The neighborhood first began to take shape in the 1850s as an industrial zone built on landfill. The area was largely shaped by train tracks and freight terminals and surrounded by industrial fishing piers. In fact, Fan Pier got its name from the radiating pattern of these tracks, which terminated at ship berths along the water. From the 1920s to the 1960s, a bustling fishing industry operated from the Harbor Wharves—Fish Pier and Commonwealth Pier—where fishermen would unload, sell, and distribute their catch. Fish Pier is still active today, and Commonwealth Pier is now the site of Boston’s World Trade Center. By the 1950s and 1960s, many of the factories that had defined the area shuttered and the Seaport was pockmarked with abandoned warehouses and vacant lots.
In 2010, Boston Mayor Thomas Menino (Hon.’01) set forth an ambitious plan to redevelop 1,000 acres of the Boston South Waterfront as an Innovation District. His vision was to create a hub for cutting-edge industries. Restoration of the area began in earnest in 2007 with the completion of the Big Dig, the massive, decades-long $8 billion infrastructure project that moved the central I-93 Interstate artery underground, and extended the Massachusetts Turnpike across Boston Harbor to Logan International Airport.
────
=== What is required ===
Write the next part of the history of Boston's Seaport neighborhood, picking up after its last sentence.

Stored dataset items
────
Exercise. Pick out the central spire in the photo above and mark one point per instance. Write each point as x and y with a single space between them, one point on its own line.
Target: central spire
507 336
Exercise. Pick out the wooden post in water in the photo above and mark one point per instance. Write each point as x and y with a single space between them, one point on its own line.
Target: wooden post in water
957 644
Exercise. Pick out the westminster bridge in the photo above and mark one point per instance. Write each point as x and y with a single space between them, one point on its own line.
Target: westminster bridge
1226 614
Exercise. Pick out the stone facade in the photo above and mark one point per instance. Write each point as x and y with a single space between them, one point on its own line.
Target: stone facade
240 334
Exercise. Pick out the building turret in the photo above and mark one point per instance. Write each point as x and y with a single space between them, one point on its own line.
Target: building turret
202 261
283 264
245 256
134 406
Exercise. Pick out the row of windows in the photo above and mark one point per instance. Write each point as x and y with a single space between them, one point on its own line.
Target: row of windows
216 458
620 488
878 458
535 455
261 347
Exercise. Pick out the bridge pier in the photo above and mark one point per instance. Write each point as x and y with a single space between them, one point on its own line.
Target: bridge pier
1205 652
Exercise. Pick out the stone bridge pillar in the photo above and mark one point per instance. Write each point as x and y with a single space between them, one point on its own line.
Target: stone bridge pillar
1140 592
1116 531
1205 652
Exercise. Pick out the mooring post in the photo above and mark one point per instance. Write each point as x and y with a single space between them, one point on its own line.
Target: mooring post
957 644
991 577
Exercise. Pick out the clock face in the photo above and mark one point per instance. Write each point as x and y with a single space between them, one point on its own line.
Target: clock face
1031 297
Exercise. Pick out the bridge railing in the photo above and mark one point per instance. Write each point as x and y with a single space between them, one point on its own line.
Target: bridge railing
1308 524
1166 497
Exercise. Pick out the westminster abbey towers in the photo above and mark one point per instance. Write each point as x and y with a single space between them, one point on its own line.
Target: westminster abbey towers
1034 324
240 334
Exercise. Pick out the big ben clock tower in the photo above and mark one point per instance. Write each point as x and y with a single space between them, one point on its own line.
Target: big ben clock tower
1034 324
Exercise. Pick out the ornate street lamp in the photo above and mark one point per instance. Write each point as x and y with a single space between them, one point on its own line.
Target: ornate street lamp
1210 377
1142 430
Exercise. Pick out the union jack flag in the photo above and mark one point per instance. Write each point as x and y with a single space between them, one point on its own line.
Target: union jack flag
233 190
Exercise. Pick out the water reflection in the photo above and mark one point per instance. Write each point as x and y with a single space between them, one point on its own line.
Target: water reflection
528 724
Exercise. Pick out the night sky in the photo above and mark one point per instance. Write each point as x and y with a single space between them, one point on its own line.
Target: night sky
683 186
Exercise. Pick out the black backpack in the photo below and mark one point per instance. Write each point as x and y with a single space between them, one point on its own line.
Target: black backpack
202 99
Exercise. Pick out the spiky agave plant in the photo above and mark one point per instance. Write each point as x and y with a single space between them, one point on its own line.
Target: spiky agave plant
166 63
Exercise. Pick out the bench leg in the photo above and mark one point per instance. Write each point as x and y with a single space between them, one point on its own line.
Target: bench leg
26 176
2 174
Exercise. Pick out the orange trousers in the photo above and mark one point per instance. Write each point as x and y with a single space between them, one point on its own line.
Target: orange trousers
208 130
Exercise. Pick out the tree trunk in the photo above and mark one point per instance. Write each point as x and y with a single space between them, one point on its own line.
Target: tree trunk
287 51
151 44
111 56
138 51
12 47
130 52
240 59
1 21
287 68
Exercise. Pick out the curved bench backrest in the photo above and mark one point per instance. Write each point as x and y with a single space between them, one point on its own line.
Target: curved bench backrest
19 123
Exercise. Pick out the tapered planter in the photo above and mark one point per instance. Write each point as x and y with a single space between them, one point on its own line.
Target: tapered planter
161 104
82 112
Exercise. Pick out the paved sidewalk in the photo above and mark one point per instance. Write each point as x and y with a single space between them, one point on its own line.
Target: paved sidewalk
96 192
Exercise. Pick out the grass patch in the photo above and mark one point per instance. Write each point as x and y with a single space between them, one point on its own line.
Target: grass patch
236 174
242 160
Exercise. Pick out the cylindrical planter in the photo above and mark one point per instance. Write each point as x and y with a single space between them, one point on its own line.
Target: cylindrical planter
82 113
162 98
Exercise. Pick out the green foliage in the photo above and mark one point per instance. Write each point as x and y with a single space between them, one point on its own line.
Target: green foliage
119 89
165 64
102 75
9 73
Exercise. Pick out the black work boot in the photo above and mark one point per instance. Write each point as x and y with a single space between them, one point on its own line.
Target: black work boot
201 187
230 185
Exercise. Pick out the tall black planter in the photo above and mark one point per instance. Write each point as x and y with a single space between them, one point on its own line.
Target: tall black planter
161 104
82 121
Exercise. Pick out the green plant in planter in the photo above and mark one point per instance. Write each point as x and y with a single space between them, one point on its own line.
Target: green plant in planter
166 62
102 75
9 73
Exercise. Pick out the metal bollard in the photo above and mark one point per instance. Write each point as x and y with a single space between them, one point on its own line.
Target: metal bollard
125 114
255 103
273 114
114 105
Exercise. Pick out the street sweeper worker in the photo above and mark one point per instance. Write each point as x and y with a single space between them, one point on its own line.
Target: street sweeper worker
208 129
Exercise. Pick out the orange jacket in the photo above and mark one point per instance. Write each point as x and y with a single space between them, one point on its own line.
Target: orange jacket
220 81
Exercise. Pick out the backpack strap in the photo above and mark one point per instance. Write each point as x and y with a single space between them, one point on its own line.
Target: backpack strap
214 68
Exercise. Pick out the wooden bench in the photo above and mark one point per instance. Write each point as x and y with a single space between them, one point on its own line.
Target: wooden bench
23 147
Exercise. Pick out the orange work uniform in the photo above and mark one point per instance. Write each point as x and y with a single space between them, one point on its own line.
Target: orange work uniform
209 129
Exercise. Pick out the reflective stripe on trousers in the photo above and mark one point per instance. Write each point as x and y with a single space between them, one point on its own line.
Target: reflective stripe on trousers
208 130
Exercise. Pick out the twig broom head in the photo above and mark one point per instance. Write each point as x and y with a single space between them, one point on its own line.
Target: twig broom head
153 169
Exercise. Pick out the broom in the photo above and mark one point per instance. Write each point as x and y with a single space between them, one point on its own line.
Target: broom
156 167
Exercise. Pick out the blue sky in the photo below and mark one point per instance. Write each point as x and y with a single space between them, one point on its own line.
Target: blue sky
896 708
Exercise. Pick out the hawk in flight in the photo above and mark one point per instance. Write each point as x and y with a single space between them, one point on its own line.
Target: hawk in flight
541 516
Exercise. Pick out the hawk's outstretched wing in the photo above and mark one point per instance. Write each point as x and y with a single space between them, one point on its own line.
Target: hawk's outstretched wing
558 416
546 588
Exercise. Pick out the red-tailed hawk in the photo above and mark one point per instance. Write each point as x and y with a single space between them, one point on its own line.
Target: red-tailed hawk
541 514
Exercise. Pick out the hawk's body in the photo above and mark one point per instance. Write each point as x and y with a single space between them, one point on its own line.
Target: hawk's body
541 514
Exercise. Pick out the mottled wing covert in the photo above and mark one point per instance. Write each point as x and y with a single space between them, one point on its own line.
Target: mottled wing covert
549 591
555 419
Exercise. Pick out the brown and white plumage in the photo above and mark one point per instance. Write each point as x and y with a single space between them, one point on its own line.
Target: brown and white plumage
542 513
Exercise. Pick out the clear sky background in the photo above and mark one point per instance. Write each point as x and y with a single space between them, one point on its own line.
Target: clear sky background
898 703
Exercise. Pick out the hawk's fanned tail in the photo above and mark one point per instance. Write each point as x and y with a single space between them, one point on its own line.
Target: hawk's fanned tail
────
=== Solved problem ===
Today, the neighborhood, which is bordered by Boston Harbor to the north and east, the Fort Point Channel to the west, and South Boston to the south, is populated by finance, tech, and pharma companies, the massive Boston Convention & Exhibition Center, and the Institute of Contemporary Art/Boston and is a popular and vibrant nightlife destination. Given its proximity to the water, the neighborhood is seen as vulnerable to climate-related flooding in the coming decades, so much of the new construction has been built with heating and air-conditioning systems located on upper floors, rather than below ground.